[Saved entries]
"""
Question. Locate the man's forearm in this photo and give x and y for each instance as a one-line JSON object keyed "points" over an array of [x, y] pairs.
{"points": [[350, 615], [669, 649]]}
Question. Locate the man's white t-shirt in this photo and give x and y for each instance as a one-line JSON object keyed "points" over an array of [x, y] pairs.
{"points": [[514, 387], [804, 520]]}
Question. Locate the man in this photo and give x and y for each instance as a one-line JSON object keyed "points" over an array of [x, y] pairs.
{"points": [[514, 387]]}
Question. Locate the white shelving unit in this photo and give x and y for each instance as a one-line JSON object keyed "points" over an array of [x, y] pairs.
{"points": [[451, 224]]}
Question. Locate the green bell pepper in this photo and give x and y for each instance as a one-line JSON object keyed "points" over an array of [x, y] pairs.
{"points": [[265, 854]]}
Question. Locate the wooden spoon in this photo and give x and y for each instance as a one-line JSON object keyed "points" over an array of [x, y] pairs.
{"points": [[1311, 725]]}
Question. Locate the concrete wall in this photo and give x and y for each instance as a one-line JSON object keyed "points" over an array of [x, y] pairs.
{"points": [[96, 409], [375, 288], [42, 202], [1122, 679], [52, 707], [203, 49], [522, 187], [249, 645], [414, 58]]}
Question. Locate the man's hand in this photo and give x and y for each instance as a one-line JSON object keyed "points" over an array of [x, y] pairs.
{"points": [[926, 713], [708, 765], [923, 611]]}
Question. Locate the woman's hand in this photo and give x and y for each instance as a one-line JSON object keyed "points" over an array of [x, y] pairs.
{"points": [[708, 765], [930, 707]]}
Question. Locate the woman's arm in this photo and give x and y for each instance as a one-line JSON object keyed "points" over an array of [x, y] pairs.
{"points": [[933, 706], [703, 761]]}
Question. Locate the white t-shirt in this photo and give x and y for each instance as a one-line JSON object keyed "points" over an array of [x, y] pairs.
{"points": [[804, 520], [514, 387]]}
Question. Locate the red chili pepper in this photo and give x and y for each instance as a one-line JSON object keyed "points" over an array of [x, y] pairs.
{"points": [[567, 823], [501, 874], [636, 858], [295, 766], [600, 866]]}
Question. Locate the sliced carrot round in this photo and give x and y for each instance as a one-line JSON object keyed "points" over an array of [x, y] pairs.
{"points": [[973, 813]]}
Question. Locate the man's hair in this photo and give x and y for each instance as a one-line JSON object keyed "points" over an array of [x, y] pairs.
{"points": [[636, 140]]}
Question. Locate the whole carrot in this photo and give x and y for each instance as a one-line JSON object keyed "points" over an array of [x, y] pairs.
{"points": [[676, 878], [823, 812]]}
"""
= Work instructions =
Your output should be the lines from the one with "Question. Locate the whole" through the last line of the entries above, copied exactly and nothing more.

= Answer for this exercise =
Question. Locate the whole carrot in this photo and give x and y for each instance as a one-line JSON object keyed "points" over an array of [x, y] pairs.
{"points": [[676, 878], [823, 812]]}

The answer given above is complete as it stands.